## START
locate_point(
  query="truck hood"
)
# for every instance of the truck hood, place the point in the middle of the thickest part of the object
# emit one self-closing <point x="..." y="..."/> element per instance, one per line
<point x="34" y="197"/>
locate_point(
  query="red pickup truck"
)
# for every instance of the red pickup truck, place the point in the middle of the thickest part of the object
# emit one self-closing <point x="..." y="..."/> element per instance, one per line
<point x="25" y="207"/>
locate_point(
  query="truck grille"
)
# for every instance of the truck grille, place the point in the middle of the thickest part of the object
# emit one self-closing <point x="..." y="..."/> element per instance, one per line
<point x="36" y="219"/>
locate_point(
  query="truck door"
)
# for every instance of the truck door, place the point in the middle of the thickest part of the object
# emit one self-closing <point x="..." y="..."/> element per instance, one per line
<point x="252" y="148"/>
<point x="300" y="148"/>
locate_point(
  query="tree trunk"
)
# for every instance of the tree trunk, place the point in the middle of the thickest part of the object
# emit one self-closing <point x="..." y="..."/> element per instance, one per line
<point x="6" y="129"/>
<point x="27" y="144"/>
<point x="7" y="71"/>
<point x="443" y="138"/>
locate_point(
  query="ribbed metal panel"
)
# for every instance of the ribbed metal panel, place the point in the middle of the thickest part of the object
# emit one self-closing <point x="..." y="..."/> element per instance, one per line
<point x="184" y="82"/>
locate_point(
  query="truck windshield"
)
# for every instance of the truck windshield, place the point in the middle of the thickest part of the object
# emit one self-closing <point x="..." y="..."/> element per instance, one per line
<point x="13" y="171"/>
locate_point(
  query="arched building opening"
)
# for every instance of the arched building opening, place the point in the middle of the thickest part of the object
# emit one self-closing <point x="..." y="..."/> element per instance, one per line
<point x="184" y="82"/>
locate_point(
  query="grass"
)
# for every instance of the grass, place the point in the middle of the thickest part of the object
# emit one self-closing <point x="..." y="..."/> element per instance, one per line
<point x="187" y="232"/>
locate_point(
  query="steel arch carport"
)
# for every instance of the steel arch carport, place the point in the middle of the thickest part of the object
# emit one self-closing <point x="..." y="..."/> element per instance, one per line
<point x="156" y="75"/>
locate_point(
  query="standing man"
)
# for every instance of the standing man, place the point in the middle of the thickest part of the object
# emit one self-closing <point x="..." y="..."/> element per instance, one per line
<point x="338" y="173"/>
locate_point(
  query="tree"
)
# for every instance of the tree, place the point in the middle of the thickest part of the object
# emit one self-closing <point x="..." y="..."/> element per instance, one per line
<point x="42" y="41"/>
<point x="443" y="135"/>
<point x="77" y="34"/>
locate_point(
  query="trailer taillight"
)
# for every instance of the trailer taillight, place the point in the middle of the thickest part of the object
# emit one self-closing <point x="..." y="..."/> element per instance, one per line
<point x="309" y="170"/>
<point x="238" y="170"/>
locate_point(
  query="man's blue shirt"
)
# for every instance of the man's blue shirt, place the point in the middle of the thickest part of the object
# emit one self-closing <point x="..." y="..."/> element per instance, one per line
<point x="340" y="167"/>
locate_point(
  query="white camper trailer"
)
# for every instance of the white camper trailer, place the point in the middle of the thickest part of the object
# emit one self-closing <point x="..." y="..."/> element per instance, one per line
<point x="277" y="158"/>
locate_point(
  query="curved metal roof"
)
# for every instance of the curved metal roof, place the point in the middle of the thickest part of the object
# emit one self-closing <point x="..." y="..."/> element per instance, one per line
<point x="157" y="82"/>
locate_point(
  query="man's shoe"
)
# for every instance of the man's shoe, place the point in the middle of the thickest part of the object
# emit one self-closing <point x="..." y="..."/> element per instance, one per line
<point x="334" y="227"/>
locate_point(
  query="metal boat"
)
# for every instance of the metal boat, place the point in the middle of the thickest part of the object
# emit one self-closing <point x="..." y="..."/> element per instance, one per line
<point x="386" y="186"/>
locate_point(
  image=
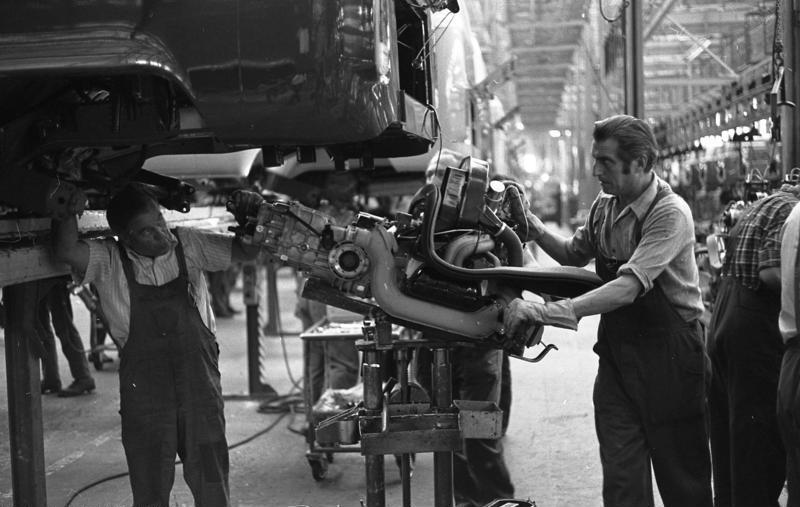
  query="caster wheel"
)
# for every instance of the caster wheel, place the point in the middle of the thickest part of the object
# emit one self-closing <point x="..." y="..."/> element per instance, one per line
<point x="319" y="468"/>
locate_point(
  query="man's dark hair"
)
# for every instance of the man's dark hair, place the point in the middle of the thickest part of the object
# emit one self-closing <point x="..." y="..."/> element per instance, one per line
<point x="132" y="200"/>
<point x="635" y="138"/>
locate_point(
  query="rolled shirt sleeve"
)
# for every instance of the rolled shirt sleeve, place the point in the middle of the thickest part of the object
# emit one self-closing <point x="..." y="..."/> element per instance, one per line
<point x="667" y="238"/>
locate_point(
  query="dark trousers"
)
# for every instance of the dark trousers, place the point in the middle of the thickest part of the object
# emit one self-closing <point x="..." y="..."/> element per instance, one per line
<point x="745" y="347"/>
<point x="630" y="442"/>
<point x="56" y="305"/>
<point x="480" y="474"/>
<point x="788" y="407"/>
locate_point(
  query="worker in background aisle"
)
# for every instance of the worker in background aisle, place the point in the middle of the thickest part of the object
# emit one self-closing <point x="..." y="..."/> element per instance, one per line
<point x="649" y="393"/>
<point x="480" y="474"/>
<point x="788" y="403"/>
<point x="151" y="284"/>
<point x="55" y="304"/>
<point x="745" y="346"/>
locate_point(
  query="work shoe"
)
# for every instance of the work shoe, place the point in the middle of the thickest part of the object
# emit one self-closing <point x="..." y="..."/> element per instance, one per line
<point x="50" y="387"/>
<point x="78" y="387"/>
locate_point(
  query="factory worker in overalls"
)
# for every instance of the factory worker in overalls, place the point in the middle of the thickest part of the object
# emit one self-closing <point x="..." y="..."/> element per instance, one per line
<point x="650" y="389"/>
<point x="153" y="291"/>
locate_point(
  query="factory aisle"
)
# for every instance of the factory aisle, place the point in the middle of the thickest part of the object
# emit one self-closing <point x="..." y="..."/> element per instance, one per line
<point x="550" y="448"/>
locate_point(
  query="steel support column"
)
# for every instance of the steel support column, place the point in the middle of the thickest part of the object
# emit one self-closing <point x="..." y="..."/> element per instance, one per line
<point x="634" y="60"/>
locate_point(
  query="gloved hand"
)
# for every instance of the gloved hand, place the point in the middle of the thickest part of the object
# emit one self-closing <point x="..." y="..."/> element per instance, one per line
<point x="529" y="227"/>
<point x="521" y="315"/>
<point x="243" y="204"/>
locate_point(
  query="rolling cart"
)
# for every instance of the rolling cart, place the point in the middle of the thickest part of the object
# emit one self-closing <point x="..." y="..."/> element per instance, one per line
<point x="332" y="427"/>
<point x="322" y="447"/>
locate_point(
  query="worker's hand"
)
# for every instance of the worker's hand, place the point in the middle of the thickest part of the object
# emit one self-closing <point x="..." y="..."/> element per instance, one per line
<point x="520" y="317"/>
<point x="243" y="204"/>
<point x="529" y="227"/>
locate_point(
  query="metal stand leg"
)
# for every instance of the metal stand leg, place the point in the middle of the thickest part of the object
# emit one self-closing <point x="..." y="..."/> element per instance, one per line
<point x="24" y="398"/>
<point x="373" y="403"/>
<point x="405" y="459"/>
<point x="442" y="394"/>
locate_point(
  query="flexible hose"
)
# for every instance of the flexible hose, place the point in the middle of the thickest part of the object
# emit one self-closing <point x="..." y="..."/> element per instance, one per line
<point x="562" y="281"/>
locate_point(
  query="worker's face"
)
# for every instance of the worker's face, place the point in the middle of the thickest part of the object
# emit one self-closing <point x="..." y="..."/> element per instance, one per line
<point x="148" y="234"/>
<point x="616" y="177"/>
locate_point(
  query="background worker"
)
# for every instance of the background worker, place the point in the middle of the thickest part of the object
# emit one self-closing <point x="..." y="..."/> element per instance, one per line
<point x="154" y="295"/>
<point x="649" y="394"/>
<point x="788" y="402"/>
<point x="56" y="305"/>
<point x="745" y="347"/>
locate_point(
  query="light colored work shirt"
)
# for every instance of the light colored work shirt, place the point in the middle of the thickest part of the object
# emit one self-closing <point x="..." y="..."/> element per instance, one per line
<point x="665" y="252"/>
<point x="787" y="320"/>
<point x="204" y="251"/>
## END
_Given instruction:_ Count the lines in the listing above that contain the string "pickup" and reply with that number alone.

_Result of this exercise:_ 2